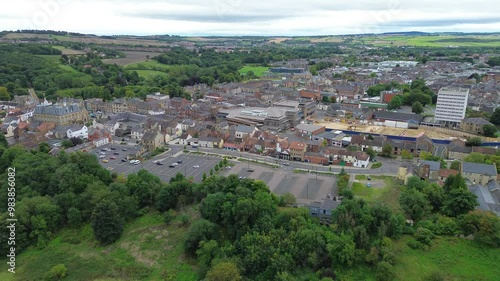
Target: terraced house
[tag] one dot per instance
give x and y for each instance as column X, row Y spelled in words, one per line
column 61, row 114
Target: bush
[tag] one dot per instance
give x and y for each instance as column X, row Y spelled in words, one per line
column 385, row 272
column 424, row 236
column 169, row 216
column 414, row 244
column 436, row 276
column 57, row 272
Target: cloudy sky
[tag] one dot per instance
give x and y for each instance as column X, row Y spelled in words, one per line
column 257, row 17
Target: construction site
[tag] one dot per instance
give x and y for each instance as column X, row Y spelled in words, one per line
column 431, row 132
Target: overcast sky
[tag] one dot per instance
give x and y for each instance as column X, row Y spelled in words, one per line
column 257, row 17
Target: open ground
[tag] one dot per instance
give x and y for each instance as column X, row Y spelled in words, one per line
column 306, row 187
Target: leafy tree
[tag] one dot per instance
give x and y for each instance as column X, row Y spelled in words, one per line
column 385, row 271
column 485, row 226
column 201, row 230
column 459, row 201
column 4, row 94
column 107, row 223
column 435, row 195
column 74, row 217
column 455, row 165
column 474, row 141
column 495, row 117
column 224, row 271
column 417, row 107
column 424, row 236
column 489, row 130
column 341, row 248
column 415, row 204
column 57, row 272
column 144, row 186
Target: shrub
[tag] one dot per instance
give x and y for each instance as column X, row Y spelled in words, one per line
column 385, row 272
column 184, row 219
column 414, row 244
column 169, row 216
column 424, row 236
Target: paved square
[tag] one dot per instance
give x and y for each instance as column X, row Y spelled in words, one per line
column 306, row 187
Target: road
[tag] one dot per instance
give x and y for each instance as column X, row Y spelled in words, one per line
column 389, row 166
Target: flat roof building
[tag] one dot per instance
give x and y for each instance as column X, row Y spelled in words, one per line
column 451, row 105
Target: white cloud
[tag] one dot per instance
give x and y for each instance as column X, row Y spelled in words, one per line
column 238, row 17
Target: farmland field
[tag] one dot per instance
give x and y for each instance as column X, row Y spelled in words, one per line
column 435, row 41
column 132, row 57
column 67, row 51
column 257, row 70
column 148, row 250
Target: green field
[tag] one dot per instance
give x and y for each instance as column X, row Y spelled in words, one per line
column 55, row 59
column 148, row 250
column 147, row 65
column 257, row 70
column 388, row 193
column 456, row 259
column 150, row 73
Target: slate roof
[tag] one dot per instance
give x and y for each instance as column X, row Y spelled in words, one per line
==========
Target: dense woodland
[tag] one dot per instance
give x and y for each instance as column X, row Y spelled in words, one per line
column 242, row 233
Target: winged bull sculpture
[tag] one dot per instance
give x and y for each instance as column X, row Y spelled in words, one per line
==========
**СУТЬ ЗАДАНИЯ:** Перепишите строки, начиная со строки с «Target: construction site» и до строки с «column 389, row 166» включительно, заменив «open ground» на «bare ground». Всё остальное оставьте без изменений.

**ПИСЬМЕННЫЙ ОТВЕТ:**
Target: construction site
[tag] one dot per instance
give x and y for each instance as column X, row Y spelled in words, one per line
column 431, row 132
Target: overcast sky
[tag] one dot per instance
give x and y for each instance as column X, row Y spelled in words, one per line
column 257, row 17
Target: bare ground
[tag] one dot per instance
give x and y for each instance as column X, row Y spelled in words, one per line
column 306, row 187
Target: leafy tree
[tag] one dot per instance
give x and y for each instance as column X, row Y spelled in words, one per line
column 385, row 271
column 485, row 226
column 201, row 230
column 459, row 201
column 4, row 94
column 107, row 223
column 435, row 195
column 74, row 217
column 455, row 165
column 474, row 141
column 495, row 117
column 224, row 271
column 417, row 107
column 424, row 236
column 489, row 130
column 341, row 248
column 415, row 204
column 57, row 272
column 144, row 186
Target: shrub
[tag] one dot per instance
give x and y for each instance as column X, row Y spelled in words, one per line
column 385, row 272
column 184, row 219
column 414, row 244
column 169, row 216
column 424, row 236
Target: paved square
[tag] one dot per instance
give x and y for each instance as column X, row Y spelled in words, one per line
column 306, row 187
Target: road
[tag] one dot per instance
give x and y for each instance as column X, row Y spelled in words, one per line
column 389, row 166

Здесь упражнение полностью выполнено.